Página:
↓

Decía Maquiavelo que el que quiera engañar siempre encontrará a los que quieren ser engañados. Los dichos de Cristina y sus acólitos, de los que consignamos aquí sólo algunos ejemplos como botón de muestra, implican graves distorsiones. Pero ¿sólo son casos de un abuso de propaganda destinado a la parte menos informada de la sociedad, a los millones de "clientes" de una vasta red de captación, o reflejan algo más profundo? ¿Hay, en los Kirchner, únicamente un proyecto deliberado de manipulación o por detrás de él también gravita una falla de su propia percepción que los tiene no ya como victimarios por lo que dicen sino como víctimas de lo que piensan? ¿Se reduce todo acaso a seguir a ese maestro de la propaganda que fue Joseph Goebbels cuando decía "miente, miente, que algo queda" o el despliegue de la propaganda oficial traduce auténticos errores frente a la incómoda realidad?

Al distorsionar la realidad, el gobierno de los Kirchner no sólo desinforma a las masas que lo siguen; se daña también a sí mismo. Demos sólo un caso. La Presidenta cree ser una gran oradora. Es para muchos evidente, empero, que sus encendidas arengas, más que beneficiarla, la perjudican. Fue por este efecto "búmeran" que sus asesores le aconsejaron hablar menos durante las campañas electorales. Y es evidente también que parte de la crispación que hoy agita sobre todo a las clases medias urbanas, y ya no sólo al campo, se debe a las sobreactuaciones discursivas de la Presidenta. Pero ella insiste. ¿Nos hallamos aquí frente a un exceso de la propaganda destinada a terceros o frente a un propio error de percepción?

↑

Conjunto de tareas:
1. En el texto sobre la propaganda de los Kirchner, ¿qué le aconsejaron sus asesores a la Presidenta para las campañas electorales?
2. Transcribe del texto sobre la propaganda de los Kirchner el fragmento que empieza en "Decía Maquiavelo que" y termina en "la incómoda realidad?".
3. Sigue escribiendo el texto sobre la propaganda de los Kirchner a partir de su última oración.

Material:
↓

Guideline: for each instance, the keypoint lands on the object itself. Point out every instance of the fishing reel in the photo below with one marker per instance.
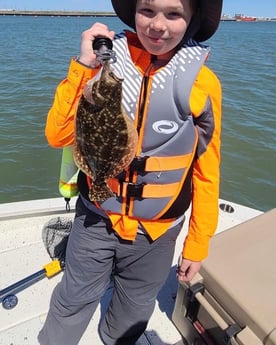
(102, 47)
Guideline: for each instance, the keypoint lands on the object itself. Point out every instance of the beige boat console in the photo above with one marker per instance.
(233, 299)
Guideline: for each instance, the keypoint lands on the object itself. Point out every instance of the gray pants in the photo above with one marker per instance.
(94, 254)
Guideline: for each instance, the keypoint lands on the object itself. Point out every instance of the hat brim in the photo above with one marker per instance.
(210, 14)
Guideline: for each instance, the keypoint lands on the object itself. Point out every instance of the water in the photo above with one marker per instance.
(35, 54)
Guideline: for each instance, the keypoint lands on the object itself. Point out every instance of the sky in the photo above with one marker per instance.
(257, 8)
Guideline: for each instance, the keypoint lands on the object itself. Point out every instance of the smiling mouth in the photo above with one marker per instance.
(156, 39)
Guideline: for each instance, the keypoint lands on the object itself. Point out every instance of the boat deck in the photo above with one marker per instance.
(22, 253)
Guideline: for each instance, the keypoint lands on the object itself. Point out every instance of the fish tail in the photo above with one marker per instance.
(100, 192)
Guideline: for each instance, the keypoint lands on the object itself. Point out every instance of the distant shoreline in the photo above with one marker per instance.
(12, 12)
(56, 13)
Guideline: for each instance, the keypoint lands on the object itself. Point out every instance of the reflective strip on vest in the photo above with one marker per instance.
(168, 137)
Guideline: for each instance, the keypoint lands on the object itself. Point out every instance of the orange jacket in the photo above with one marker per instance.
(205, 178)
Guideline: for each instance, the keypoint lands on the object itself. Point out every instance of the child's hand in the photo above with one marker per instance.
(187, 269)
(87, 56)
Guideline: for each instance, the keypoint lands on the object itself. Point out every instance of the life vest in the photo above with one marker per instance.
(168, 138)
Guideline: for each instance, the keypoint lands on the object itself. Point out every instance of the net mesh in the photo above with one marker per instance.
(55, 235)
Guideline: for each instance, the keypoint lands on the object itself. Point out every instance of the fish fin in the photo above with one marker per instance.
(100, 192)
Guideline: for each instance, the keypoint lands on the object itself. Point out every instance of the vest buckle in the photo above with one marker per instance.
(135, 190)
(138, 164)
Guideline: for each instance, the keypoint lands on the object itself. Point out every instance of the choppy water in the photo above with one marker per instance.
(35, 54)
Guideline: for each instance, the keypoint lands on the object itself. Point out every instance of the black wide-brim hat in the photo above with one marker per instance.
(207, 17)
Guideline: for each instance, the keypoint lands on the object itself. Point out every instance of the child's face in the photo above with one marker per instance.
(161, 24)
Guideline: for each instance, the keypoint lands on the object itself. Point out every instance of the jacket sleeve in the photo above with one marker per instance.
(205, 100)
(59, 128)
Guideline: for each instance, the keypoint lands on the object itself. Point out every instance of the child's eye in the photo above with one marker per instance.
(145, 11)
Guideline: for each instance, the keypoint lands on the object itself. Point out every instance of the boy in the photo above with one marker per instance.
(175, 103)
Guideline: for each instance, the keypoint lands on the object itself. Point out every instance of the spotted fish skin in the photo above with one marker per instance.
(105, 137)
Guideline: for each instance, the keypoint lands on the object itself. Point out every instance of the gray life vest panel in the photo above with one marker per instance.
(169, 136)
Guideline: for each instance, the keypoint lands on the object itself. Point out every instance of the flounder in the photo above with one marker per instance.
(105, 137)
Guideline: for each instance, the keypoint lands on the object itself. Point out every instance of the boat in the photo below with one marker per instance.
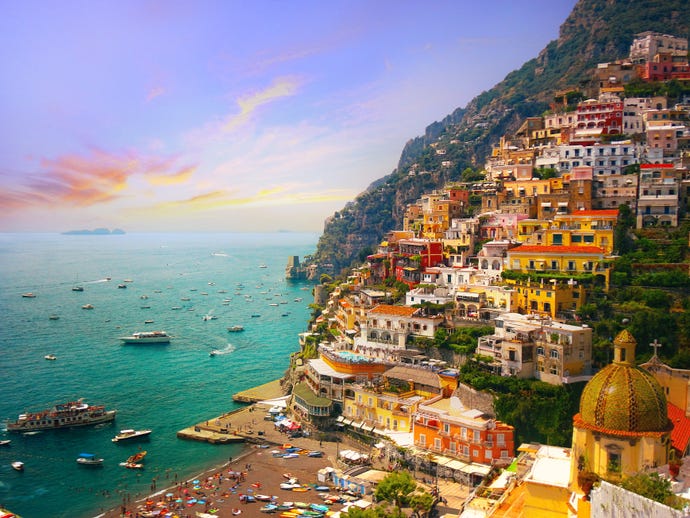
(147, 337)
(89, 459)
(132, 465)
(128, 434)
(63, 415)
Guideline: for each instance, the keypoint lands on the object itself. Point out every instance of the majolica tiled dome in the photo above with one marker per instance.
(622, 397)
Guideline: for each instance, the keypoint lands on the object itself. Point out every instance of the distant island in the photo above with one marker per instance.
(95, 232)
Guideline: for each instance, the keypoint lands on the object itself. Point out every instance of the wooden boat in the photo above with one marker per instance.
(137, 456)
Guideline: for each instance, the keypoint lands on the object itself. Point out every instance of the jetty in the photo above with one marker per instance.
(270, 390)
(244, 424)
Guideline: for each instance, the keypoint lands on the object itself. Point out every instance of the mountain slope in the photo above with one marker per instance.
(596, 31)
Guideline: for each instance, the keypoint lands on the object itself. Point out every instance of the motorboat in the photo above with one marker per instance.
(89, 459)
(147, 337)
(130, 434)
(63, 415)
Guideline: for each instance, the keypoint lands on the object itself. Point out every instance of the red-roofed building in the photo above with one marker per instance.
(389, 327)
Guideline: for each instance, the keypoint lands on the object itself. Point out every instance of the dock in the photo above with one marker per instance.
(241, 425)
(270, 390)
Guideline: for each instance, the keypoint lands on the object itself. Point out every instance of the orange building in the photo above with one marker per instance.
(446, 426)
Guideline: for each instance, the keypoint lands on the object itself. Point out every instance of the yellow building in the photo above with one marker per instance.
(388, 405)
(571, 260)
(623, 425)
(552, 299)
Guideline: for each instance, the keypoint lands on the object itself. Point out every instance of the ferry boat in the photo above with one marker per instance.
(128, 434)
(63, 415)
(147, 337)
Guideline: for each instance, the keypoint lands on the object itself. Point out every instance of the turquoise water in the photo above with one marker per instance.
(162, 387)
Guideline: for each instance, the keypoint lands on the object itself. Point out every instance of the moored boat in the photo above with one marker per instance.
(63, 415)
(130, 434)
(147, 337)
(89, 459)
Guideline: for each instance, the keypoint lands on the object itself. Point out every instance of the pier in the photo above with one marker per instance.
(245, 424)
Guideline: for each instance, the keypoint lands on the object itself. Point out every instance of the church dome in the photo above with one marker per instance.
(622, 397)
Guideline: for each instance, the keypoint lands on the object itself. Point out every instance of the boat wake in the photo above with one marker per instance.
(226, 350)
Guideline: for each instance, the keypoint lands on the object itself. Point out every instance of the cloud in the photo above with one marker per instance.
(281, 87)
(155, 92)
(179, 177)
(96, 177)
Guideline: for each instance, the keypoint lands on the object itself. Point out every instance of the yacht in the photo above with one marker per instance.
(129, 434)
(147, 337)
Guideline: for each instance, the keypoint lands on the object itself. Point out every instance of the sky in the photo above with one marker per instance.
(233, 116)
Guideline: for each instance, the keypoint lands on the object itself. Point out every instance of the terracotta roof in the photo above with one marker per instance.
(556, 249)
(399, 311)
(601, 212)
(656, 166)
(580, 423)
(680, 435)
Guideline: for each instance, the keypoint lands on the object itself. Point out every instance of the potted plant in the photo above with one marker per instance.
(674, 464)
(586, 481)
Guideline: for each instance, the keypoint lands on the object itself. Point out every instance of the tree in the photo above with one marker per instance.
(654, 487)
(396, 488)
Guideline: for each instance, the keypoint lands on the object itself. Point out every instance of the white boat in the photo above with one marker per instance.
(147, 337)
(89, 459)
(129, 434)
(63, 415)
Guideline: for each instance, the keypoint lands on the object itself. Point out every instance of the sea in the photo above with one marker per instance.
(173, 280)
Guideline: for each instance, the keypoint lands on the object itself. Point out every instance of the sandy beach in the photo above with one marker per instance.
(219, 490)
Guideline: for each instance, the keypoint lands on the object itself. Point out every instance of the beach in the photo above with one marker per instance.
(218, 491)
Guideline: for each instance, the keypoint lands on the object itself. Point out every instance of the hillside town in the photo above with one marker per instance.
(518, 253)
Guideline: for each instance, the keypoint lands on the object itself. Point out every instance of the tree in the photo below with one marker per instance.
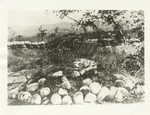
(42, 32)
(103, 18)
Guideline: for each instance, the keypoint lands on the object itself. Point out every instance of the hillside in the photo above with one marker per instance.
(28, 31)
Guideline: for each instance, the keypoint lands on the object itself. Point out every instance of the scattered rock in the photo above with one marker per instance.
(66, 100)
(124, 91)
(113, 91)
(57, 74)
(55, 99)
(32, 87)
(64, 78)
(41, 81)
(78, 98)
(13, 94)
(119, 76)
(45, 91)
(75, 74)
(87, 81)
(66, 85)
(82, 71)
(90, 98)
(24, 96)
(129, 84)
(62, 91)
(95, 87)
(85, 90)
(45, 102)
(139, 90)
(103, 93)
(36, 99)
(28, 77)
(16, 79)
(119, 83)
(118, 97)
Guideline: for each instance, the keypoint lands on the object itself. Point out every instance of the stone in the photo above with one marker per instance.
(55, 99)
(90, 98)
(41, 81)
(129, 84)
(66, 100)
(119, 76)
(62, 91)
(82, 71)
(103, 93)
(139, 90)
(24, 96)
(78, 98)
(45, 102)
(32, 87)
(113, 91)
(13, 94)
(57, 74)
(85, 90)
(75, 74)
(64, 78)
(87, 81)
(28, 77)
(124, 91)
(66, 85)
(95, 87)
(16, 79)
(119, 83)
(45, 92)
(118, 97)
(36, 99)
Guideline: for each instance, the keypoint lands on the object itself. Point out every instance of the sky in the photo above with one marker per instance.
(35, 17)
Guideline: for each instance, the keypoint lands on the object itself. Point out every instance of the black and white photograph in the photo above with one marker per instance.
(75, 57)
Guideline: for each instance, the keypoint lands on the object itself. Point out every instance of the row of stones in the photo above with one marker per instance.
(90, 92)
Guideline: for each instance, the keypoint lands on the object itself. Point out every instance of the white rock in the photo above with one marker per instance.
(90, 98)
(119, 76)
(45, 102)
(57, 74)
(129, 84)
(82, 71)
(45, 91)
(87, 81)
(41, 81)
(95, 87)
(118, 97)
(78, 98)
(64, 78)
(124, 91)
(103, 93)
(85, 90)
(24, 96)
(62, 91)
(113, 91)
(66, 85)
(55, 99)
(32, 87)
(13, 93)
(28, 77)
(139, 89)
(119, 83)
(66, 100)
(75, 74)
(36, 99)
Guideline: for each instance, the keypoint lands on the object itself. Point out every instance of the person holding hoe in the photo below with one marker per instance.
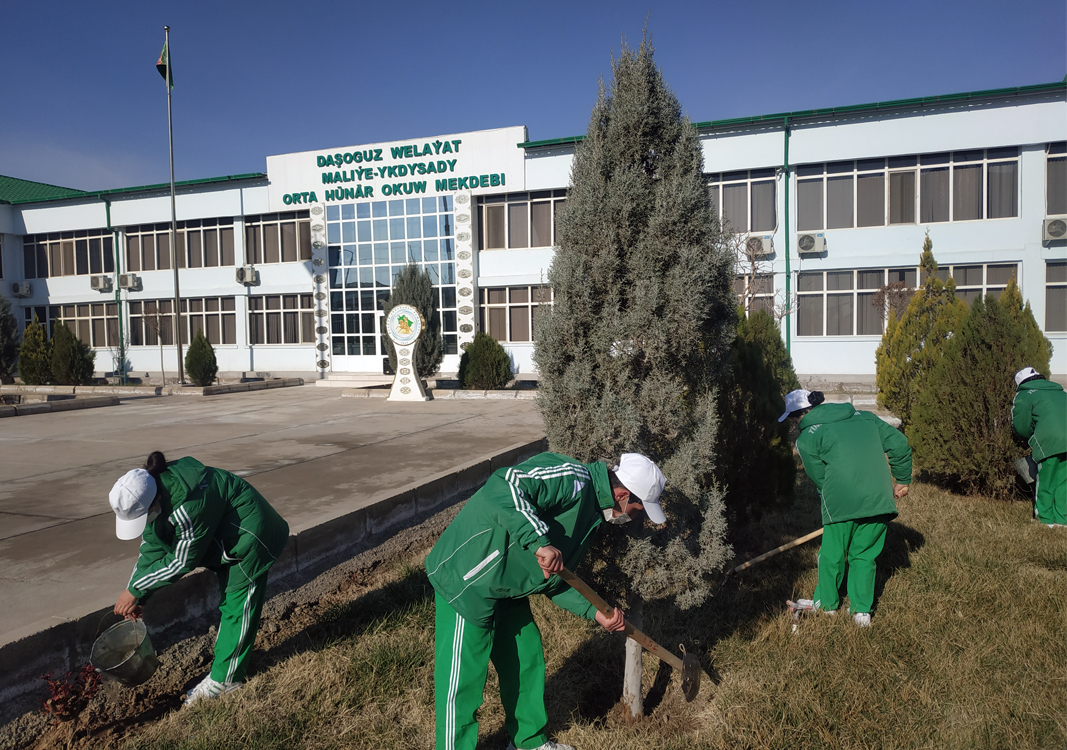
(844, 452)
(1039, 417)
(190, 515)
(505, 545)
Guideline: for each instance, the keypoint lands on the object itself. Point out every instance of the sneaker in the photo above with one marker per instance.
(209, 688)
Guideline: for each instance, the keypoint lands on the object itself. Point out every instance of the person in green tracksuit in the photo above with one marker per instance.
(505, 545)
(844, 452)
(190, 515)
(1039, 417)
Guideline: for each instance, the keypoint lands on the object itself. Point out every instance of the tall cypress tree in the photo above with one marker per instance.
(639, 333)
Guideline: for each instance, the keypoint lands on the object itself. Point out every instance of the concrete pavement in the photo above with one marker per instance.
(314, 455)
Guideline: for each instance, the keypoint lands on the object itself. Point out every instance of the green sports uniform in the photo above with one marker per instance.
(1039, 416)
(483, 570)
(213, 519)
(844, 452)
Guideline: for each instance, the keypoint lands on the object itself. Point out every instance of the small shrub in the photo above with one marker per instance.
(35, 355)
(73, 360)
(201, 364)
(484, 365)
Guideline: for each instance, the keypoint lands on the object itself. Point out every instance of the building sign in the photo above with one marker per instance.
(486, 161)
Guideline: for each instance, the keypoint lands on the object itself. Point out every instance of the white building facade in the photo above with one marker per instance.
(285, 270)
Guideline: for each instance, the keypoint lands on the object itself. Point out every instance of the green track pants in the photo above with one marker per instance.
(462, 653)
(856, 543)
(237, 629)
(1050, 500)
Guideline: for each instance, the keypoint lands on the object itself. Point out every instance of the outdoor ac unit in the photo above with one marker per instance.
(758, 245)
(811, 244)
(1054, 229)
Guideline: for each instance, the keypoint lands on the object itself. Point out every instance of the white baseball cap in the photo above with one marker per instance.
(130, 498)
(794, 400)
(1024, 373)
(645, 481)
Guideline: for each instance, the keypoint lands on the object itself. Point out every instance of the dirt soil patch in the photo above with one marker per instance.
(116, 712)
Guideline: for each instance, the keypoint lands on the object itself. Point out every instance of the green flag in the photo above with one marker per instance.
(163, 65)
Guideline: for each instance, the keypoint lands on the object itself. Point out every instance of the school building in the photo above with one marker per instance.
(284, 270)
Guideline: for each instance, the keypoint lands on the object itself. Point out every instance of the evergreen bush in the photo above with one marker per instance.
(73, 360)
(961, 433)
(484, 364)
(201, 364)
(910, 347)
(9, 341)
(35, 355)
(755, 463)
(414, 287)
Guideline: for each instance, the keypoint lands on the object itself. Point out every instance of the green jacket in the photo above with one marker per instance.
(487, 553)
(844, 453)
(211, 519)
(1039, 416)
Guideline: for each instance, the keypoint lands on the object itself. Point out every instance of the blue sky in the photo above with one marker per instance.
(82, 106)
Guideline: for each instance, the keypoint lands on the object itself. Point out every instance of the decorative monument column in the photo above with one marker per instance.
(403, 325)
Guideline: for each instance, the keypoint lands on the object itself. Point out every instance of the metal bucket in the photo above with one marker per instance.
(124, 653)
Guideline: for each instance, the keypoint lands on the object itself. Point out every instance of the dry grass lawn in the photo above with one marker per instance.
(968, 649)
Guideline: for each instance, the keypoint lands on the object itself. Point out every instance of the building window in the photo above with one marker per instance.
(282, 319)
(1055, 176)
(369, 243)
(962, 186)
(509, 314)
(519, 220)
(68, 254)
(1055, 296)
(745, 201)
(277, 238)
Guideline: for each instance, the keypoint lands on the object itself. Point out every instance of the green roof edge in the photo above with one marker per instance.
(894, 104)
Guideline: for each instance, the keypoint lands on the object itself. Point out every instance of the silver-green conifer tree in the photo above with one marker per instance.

↑

Respuestas en orden:
1. Hablar menos.

2.
Decía Maquiavelo que el que quiera engañar siempre encontrará a los que quieren ser engañados. Los dichos de Cristina y sus acólitos, de los que consignamos aquí sólo algunos ejemplos como botón de muestra, implican graves distorsiones. Pero ¿sólo son casos de un abuso de propaganda destinado a la parte menos informada de la sociedad, a los millones de "clientes" de una vasta red de captación, o reflejan algo más profundo? ¿Hay, en los Kirchner, únicamente un proyecto deliberado de manipulación o por detrás de él también gravita una falla de su propia percepción que los tiene no ya como victimarios por lo que dicen sino como víctimas de lo que piensan? ¿Se reduce todo acaso a seguir a ese maestro de la propaganda que fue Joseph Goebbels cuando decía "miente, miente, que algo queda" o el despliegue de la propaganda oficial traduce auténticos errores frente a la incómoda realidad?

3.
Los prejuicios

Cuando el Gobierno acusa a los productores rurales de querer ganar demasiado a costa de la distribución del ingreso en la que él estaría empeñado, su doble error es manifiesto porque los productores pequeños temen fundirse con la nueva regla de juego tributaria que pretendió imponer el ministro Lousteau y porque esa imaginada distribución no beneficia a los pobres sino a algunos ricos. Podría decirse que aquí hay sólo "propaganda". Pero esta endeble argumentación oficial, ¿no refleja también un profundo prejuicio ideológico contra el campo? Este prejuicio, ¿no proviene acaso del viejo rencor contra esa "oligarquía vacuna" que combatió el Perón inicial y que ya no existe?

Cuando la Presidenta embiste contra el periodismo denunciando al brillante humorista Sabat como autor de un "dibujo mafioso" a costa de ella, ¿no aflora aquí también un prejuicio ideológico contra las expresiones libres del periodismo cuyos medios hasta ayer menos hostiles ya empiezan, como consecuencia, a darle la espalda? ¿A qué se debe, en todo caso, que ni Néstor ni Cristina hayan ofrecido nunca las conferencias de prensa habituales en los países democráticos?

En cierto modo, los prejuicios del Gobierno, tan visibles frente al campo, al periodismo independiente, a las Fuerzas Armadas y a la Iglesia, son aún más graves que las presiones de la propaganda oficial porque, en tanto que el que engaña deliberadamente conoce la realidad que oculta, el prejuicioso la ignora porque sus propias anteojeras no se la dejan ver. Aquí es precisamente donde, en tanto que el que engaña lo hace a sabiendas, el que se autoengaña pasa a ser no sólo el victimario de su audiencia sino también la víctima de sus propias preconcepciones.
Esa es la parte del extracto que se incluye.